● GIVEN TASK: How many lines of the rows below contain the word "dirt"? Reply with the number alone.
----------------------------------------
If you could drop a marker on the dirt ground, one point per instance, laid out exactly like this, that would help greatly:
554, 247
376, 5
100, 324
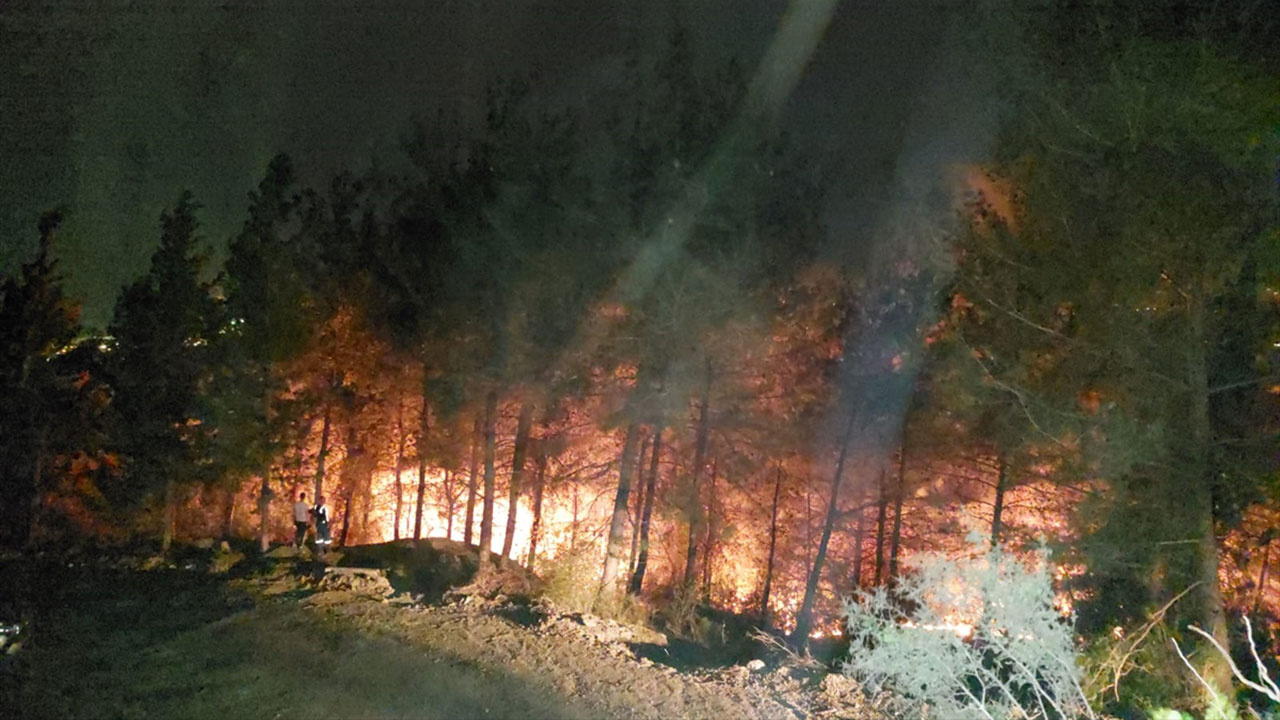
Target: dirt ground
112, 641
----------------------------------------
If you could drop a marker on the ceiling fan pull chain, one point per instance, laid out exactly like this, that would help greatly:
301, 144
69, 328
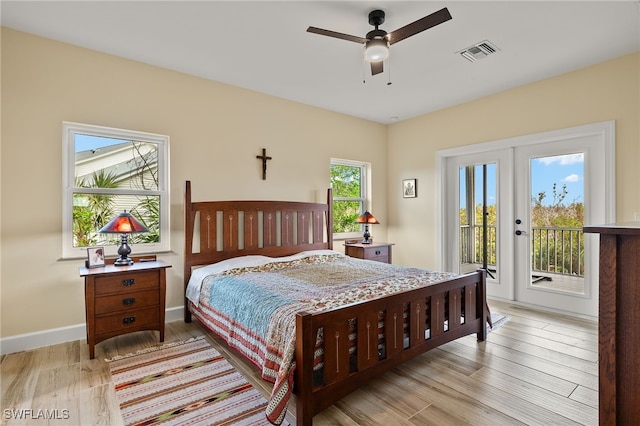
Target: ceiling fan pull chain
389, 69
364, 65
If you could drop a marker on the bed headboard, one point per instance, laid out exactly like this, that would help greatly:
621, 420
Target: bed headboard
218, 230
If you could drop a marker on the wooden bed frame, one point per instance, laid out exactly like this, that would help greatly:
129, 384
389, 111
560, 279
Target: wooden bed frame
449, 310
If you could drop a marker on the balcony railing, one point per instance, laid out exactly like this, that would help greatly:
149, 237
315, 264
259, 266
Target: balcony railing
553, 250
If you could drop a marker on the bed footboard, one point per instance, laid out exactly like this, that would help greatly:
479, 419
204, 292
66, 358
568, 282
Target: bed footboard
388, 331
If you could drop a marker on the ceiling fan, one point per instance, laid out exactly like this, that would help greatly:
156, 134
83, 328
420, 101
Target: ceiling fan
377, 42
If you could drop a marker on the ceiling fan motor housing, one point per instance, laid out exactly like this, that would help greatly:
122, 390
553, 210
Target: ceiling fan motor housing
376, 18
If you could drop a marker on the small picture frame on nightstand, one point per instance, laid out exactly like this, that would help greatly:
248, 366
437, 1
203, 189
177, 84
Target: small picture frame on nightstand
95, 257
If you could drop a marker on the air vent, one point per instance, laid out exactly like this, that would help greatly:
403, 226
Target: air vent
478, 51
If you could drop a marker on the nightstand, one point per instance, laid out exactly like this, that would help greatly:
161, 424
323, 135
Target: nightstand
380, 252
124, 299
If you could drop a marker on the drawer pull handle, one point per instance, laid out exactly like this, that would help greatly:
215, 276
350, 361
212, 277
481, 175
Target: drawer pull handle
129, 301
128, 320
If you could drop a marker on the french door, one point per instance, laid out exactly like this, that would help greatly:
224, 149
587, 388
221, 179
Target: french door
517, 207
----------------------------------------
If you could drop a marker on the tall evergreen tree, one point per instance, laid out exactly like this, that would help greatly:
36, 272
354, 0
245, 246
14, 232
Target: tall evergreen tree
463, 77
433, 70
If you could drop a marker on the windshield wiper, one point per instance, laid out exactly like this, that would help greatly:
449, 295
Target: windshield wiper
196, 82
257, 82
----------------------------------------
● COMPLETED TASK: 2